▶ _EXERCISE DIRECTIONS_: The first line of the data below and every line after it, through the one with "[(226, 122), (255, 265)]", must be transcribed without change.
[RECORDED DATA Boundary: Start]
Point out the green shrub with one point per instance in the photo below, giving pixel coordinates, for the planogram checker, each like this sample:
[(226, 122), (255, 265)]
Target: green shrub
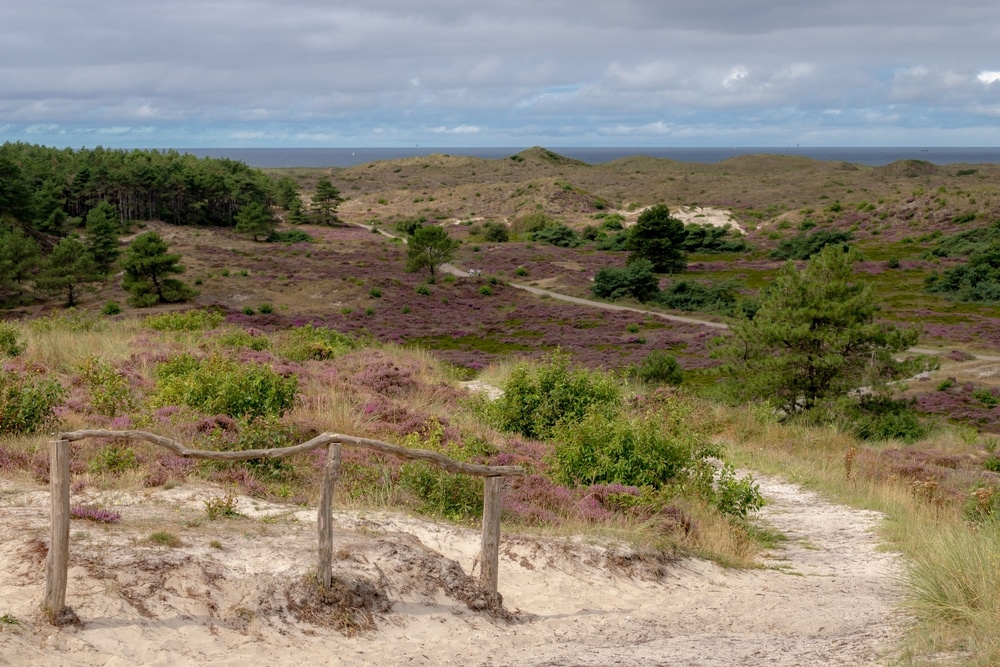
[(531, 223), (983, 503), (878, 419), (291, 236), (111, 308), (694, 296), (456, 497), (309, 342), (734, 495), (535, 401), (660, 367), (11, 343), (26, 405), (218, 385), (805, 245), (241, 338), (190, 320), (262, 434), (557, 235), (614, 449), (985, 396), (112, 459), (636, 280), (110, 392)]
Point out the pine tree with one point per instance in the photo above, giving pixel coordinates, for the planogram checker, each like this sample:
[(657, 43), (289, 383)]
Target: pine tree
[(148, 267), (102, 236), (429, 248), (813, 337), (256, 220), (67, 269), (658, 237), (326, 199)]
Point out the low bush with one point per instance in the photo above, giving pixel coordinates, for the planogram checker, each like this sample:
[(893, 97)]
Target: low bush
[(614, 449), (218, 385), (457, 497), (804, 246), (533, 222), (11, 342), (557, 235), (112, 459), (636, 280), (110, 391), (190, 320), (27, 404), (659, 367), (290, 236), (536, 400), (978, 281), (709, 238), (698, 297), (309, 342)]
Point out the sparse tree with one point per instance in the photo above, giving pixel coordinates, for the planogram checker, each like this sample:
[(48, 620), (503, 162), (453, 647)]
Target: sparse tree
[(67, 269), (286, 191), (429, 248), (658, 237), (814, 336), (256, 220), (326, 199), (102, 236), (148, 266), (18, 259)]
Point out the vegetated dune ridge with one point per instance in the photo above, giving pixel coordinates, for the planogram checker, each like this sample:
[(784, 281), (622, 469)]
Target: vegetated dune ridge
[(234, 592)]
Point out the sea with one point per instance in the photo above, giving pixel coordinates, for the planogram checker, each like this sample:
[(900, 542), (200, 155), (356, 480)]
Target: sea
[(349, 157)]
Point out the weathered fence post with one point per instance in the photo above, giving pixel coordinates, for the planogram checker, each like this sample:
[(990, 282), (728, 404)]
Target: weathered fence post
[(331, 472), (490, 554), (57, 562)]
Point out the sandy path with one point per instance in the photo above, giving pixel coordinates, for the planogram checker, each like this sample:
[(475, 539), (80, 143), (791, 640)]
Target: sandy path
[(826, 599)]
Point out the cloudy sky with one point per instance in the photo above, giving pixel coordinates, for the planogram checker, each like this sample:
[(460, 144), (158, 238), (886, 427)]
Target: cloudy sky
[(453, 73)]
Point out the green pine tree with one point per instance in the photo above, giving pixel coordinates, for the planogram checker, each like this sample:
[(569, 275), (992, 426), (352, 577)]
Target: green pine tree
[(429, 248), (68, 269), (148, 266), (814, 337), (102, 236)]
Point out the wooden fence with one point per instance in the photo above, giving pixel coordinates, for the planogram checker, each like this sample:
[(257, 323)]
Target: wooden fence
[(57, 562)]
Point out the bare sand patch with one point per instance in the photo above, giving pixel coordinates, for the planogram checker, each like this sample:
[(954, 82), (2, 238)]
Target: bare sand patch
[(232, 593)]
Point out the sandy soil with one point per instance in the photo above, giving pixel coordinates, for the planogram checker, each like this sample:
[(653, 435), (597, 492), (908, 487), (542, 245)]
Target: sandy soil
[(235, 592)]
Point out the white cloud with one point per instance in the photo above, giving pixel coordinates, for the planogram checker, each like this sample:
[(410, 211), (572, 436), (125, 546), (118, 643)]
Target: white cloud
[(736, 74)]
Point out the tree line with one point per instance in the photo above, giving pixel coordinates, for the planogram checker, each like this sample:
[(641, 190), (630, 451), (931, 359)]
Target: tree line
[(62, 212)]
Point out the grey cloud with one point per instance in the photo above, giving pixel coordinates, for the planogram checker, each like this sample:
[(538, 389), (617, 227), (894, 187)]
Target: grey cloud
[(642, 68)]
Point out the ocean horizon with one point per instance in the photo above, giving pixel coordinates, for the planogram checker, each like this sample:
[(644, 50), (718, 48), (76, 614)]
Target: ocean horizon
[(349, 157)]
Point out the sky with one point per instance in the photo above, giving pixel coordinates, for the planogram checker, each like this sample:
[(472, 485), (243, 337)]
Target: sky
[(475, 73)]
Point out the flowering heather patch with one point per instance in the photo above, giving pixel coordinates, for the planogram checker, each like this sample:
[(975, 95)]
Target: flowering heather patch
[(379, 374), (966, 404), (95, 514), (242, 478)]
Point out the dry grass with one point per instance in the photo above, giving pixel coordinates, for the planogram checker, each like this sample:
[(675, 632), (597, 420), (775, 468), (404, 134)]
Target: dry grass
[(954, 566)]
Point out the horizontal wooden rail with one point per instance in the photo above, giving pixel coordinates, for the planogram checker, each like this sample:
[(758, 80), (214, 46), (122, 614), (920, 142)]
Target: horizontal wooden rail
[(57, 563), (321, 440)]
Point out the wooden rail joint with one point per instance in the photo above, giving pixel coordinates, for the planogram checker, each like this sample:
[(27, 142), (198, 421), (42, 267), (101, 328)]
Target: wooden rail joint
[(57, 561)]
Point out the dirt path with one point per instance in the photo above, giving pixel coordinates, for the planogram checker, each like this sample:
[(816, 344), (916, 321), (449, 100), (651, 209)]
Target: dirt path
[(224, 596)]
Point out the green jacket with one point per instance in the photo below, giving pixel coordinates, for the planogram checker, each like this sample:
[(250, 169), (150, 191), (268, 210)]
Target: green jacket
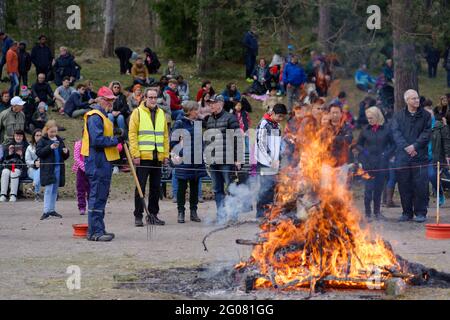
[(440, 142)]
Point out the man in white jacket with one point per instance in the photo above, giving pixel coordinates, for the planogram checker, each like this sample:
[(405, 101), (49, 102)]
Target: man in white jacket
[(268, 145)]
[RECORDED DATA Boundary: End]
▶ _EXERCISE SOLUTION_:
Point out the green shrub with one point per instance in the photo below, giving pixel coordinates, for the planogram checker, each like this sample:
[(226, 122), (255, 265)]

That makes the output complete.